====== Task data

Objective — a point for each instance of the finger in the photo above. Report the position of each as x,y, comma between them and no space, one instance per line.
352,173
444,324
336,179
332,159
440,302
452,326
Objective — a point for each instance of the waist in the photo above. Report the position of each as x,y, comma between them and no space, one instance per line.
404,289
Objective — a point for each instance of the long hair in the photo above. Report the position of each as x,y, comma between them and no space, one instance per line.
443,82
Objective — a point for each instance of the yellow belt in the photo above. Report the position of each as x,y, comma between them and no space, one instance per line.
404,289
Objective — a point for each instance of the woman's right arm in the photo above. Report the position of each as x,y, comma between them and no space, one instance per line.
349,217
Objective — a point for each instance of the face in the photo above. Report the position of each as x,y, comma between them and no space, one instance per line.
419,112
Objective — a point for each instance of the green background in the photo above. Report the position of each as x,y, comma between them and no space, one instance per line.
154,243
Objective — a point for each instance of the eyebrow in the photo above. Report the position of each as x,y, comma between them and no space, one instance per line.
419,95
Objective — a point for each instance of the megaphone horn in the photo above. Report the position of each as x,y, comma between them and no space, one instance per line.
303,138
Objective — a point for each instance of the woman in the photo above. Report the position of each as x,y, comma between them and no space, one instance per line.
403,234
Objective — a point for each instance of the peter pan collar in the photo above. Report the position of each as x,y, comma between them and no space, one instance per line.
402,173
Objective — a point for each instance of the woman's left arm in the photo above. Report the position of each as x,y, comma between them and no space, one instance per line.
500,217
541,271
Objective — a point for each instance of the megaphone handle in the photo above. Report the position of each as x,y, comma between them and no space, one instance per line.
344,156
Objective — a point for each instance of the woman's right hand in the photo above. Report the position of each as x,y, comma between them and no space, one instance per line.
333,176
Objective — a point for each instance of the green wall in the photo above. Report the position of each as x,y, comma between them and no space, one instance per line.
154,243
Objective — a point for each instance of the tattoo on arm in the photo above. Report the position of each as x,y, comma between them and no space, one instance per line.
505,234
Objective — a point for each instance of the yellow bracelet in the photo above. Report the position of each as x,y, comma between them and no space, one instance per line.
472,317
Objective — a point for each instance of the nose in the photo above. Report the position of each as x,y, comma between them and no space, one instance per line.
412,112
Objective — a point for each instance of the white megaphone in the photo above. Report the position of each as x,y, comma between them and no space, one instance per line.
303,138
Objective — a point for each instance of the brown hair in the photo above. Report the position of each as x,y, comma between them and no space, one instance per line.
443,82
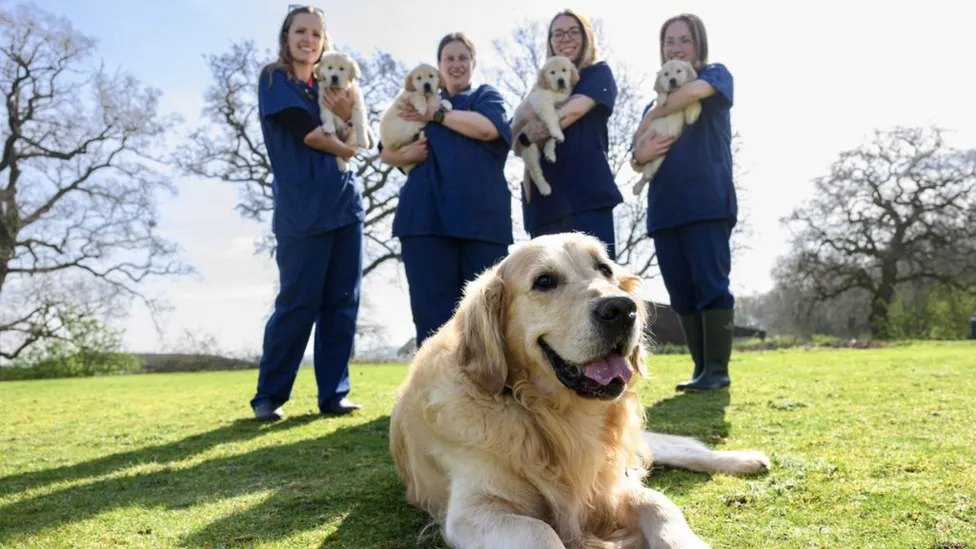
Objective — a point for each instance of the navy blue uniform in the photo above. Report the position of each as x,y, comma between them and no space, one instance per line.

============

To do: The task calls for all records to be set down precisely, excluding any images.

Written solution:
Objective — a point for each instance of the finger in the photo above. Report the position of each as x,y, comma between them and no space, one instance per line.
352,173
444,324
336,179
332,159
440,302
452,326
Objective — a point for each instance of the waist in the photo above. Report the position of each as x,y, comma between them and no space, one instance per line.
404,289
Objective — a point for each instance of the long hair in the photo above. Report the position of each as x,y, comma between them and no space, one instance per line.
443,82
Objective — a point for each instance of the yellow belt in the photo above. Report the position of each as x,y, comma between them and no space, one instance per line.
404,289
Objective — a point for each instance of the woman's right arm in the photo above. Report the position of each as x,y, comma between them and no space, one instance per line.
349,217
Objective — a point for each instance of the face in the photo above. Report the position of each as x,y, comma between them and no space, one instance per line.
419,112
Objective — a point for each instance of the green background in the photo above. Report the position of each as x,y, comma between them and no space, one instance per line.
154,243
Objective — a point for each instance of the eyebrow in the photo above. Report the position of each as x,y, comma between them and no space, one instance per line.
419,95
Objective — a point for each instance of the megaphone horn in the photo above. Report the position of each as x,y, comma between them and no space, one instance per line.
303,138
Objective — a point for each instance of the woman in the photo above. Report the position of each as x,y, comma between them and no space, one instance per line.
403,234
Objective — a point for each instance of the peter pan collar in the photo above. Report the position of each as x,y, comma between them and no space, one instance per line.
402,173
Objective — a point for each instance of the woman's left arm in the photo above. Report the position of each as x,y, comma between them and no space, one instance per line.
500,217
541,271
Objective — a point for each instance of the megaphone handle in the photo above. Report the position of each as x,y, comma between them and no space, one instance per line.
344,156
Objective — a point for each instance of the woman's right hand in the photo above. Report the position of each as x,y, comma between them and no space, one instance per line.
333,176
Objective — a point for each instance of the green wall in the photo above. Report the position of each as x,y, comma between them and no space, one instance per line.
154,243
Objective — a point for each instance of the tattoo on arm in the photo above. Report the position of each as x,y, comma between them and no space, one instance per line.
505,234
Objective — a point for each instance of the yellow bracelet in the photo above. Report the position of each as x,y, comma between them and no space, one instance per line.
472,317
Objective — a point for each instance of the nose in the photo above. Report the position of each as x,y, comma between them and no space, one instance per line.
412,112
Objective — a point for each instance of the white megaphone in the photo above. Report the position of each as x,y, comma between them and no space, one instance per line.
303,138
Objective — a point for each instance of the brown hair in the photo above. Report the position of each as x,y, comma between them and no space, one instance per line.
443,82
Objective — a point for each instance of the navy blue uniform in the photo above. Report the position of each as x,y, comma between them and no space, one instance per line.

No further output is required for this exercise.